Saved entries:
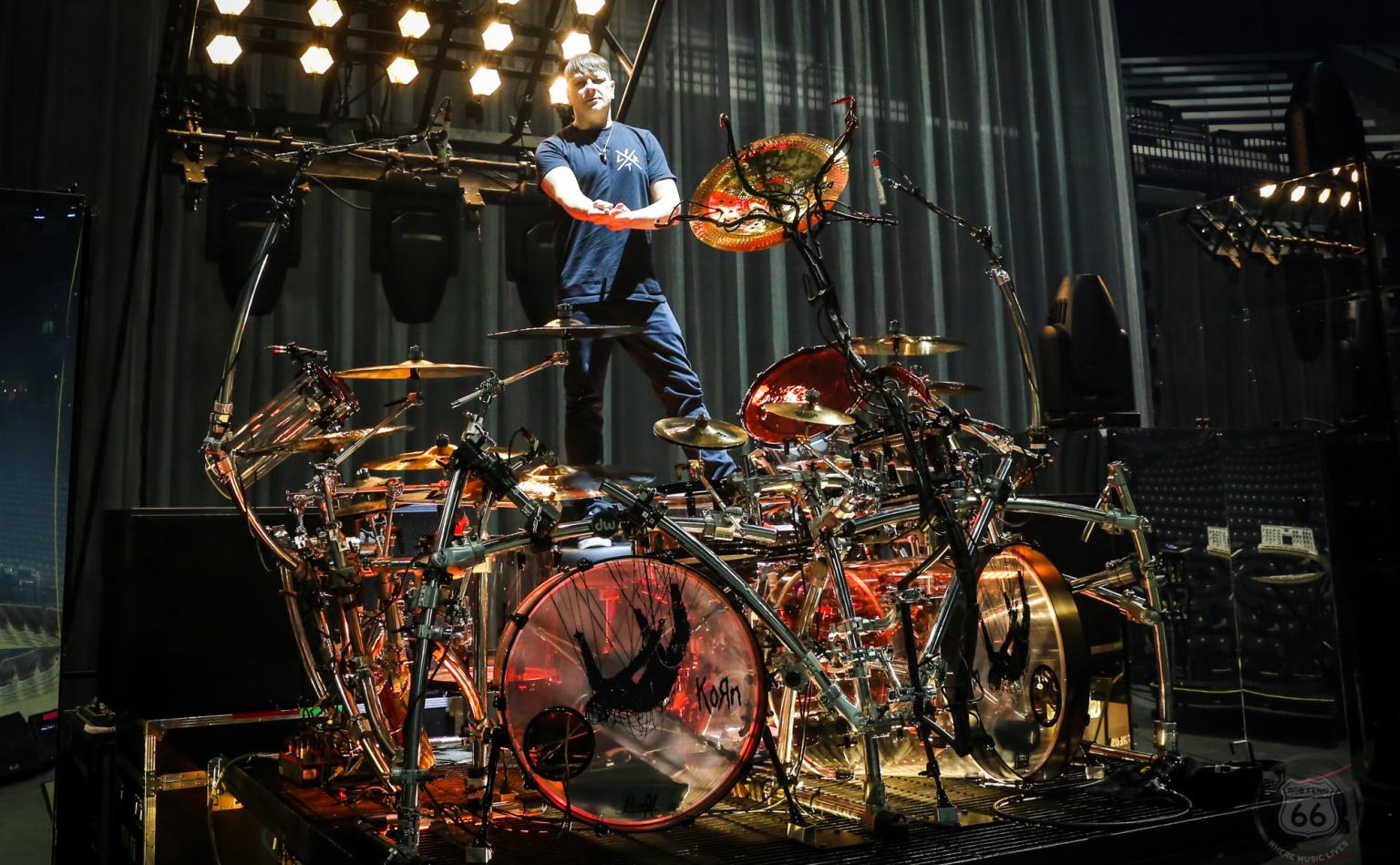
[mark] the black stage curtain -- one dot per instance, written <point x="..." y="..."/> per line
<point x="1004" y="111"/>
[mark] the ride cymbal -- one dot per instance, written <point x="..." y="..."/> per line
<point x="700" y="433"/>
<point x="783" y="165"/>
<point x="323" y="443"/>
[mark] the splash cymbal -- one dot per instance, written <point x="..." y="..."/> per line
<point x="700" y="433"/>
<point x="809" y="413"/>
<point x="783" y="164"/>
<point x="415" y="460"/>
<point x="416" y="368"/>
<point x="323" y="443"/>
<point x="903" y="345"/>
<point x="951" y="388"/>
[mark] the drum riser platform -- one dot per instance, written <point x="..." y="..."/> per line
<point x="321" y="830"/>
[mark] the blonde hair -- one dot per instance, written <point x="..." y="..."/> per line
<point x="587" y="63"/>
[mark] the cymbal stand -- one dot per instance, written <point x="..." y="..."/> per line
<point x="469" y="458"/>
<point x="1002" y="277"/>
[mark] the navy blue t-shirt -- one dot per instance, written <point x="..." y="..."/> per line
<point x="618" y="165"/>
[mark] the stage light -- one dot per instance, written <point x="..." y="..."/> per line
<point x="402" y="70"/>
<point x="498" y="36"/>
<point x="325" y="13"/>
<point x="222" y="49"/>
<point x="485" y="81"/>
<point x="559" y="91"/>
<point x="415" y="241"/>
<point x="413" y="23"/>
<point x="572" y="44"/>
<point x="316" y="59"/>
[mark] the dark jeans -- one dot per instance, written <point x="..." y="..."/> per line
<point x="661" y="355"/>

■ **WORK TASK**
Apart from the pictures, every line above must be printed exactly.

■ **OUTPUT BELOW**
[mark] the black stage curtain -- one dot per instance, written <point x="..." y="..."/> per line
<point x="1004" y="111"/>
[mark] the ride cymbal -- one dot per instance, written <point x="..." y="..."/> per line
<point x="700" y="433"/>
<point x="783" y="165"/>
<point x="323" y="443"/>
[mark] the splash cymbal -- one dot per instance, written <point x="..." y="..."/> per line
<point x="700" y="433"/>
<point x="809" y="413"/>
<point x="783" y="164"/>
<point x="415" y="460"/>
<point x="416" y="368"/>
<point x="323" y="443"/>
<point x="903" y="345"/>
<point x="951" y="388"/>
[mark] the drum riser platform -- one dot per instance, written <point x="..." y="..."/> per line
<point x="321" y="830"/>
[mark] the blonde hair -- one dot per instance, written <point x="..." y="..."/> per line
<point x="587" y="63"/>
[mark] the cymbal stand -- one dot per instance, written <point x="..." y="..."/> per line
<point x="469" y="458"/>
<point x="1002" y="277"/>
[mark] the navy blue t-shirt -- one dot per instance, written <point x="..." y="..."/> per line
<point x="618" y="165"/>
[mark] the stage light -- one dot per instance, written <point x="..." y="..."/> per line
<point x="402" y="70"/>
<point x="498" y="36"/>
<point x="325" y="13"/>
<point x="222" y="49"/>
<point x="485" y="81"/>
<point x="559" y="91"/>
<point x="415" y="241"/>
<point x="413" y="23"/>
<point x="572" y="44"/>
<point x="316" y="59"/>
[mark] the dark jeans -- one dot per instance, written <point x="..." y="..."/> per line
<point x="661" y="355"/>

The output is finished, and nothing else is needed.